** Opening Records for processing block **

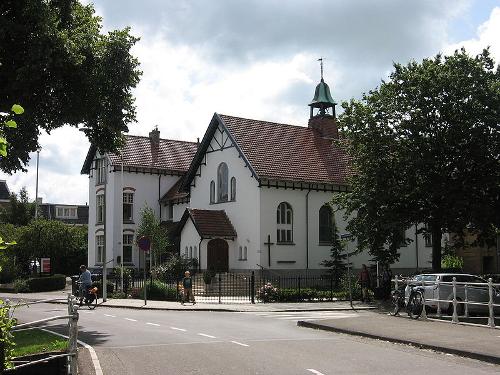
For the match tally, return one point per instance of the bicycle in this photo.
(415, 303)
(90, 297)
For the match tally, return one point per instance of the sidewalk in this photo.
(226, 306)
(481, 343)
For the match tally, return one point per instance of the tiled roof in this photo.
(209, 223)
(288, 152)
(169, 154)
(174, 193)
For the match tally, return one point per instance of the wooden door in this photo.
(218, 255)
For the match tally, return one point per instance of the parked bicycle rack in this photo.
(454, 301)
(72, 317)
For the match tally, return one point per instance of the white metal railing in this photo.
(455, 301)
(72, 317)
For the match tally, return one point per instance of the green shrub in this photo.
(21, 286)
(40, 284)
(159, 291)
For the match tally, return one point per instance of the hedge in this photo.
(41, 284)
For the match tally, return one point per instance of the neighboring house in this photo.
(253, 194)
(151, 167)
(66, 213)
(4, 194)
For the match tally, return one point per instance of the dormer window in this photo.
(222, 182)
(100, 167)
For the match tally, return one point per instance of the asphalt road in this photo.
(131, 341)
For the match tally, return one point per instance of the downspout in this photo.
(199, 254)
(307, 229)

** Closing Records for processing block **

What you will do: When you reproduce the material, keep every word exact and leave each picture out.

Task output:
For the match tally, return one point per instance of the bicycle in this photo.
(415, 303)
(90, 297)
For the match tally, return one point per instance of the sidewalk in this photo.
(226, 306)
(481, 343)
For the match tally, return one point per instance of the tiled roof in this photo.
(209, 223)
(288, 152)
(169, 154)
(174, 193)
For the match tally, return one point per instance of the wooden door in this photo.
(218, 255)
For the match tally, return one point per instance of the parked bicycle rack in this photo.
(454, 301)
(72, 317)
For the match tally, return one point per instance of the white metal railing in this photo.
(455, 301)
(72, 317)
For the match tally, return one point per instance of the green shrub in this photo.
(21, 286)
(40, 284)
(159, 291)
For the match tally, return one point per instance of the hedge in this photo.
(41, 284)
For the match tally, return one point per instance of the neighboring house in this photo.
(253, 194)
(151, 167)
(66, 213)
(4, 194)
For the match tally, return one point per instance of the dormer window in this photo.
(222, 182)
(100, 167)
For the match tally, return one point per instance of the asphalt road in this photo.
(131, 341)
For the match tally, return one point per instance of the downspout in this photo.
(199, 254)
(307, 229)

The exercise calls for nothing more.